(Data listing)
★ ★ ★ ★

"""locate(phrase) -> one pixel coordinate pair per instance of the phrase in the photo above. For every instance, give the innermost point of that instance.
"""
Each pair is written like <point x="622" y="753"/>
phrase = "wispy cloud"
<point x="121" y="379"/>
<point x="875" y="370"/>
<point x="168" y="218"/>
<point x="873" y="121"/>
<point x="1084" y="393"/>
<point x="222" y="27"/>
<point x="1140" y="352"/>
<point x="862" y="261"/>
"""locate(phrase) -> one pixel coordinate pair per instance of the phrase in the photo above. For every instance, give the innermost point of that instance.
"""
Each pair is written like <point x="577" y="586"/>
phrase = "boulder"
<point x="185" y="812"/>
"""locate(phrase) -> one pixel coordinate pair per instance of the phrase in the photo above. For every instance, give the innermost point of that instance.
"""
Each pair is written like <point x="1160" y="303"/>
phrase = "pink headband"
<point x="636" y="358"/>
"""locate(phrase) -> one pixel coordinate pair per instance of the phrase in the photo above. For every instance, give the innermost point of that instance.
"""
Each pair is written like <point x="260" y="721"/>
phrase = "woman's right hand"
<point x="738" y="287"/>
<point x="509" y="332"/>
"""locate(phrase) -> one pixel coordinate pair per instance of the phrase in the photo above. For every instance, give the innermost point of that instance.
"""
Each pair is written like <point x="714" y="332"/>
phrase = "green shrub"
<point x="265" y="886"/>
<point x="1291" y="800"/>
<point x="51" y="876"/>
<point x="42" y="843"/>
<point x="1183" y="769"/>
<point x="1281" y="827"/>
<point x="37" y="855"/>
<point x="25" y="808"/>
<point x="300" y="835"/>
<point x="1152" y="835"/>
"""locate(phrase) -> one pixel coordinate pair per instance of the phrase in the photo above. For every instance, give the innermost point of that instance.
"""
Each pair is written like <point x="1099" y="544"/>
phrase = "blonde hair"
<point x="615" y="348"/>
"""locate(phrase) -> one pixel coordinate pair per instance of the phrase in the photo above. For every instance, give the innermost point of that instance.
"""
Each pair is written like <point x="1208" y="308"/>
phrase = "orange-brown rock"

★ ★ ★ ★

*Problem details*. Pick out every line in the data above that contains the string "written" and copy those lines. Case counts.

*Response to this exercise*.
Each pair is written like <point x="622" y="753"/>
Each pair is written like <point x="577" y="586"/>
Each pair is written like <point x="1160" y="303"/>
Each pair is written like <point x="260" y="721"/>
Each pair is written like <point x="714" y="332"/>
Each pair is written like <point x="1099" y="544"/>
Each pair is written like <point x="1208" y="308"/>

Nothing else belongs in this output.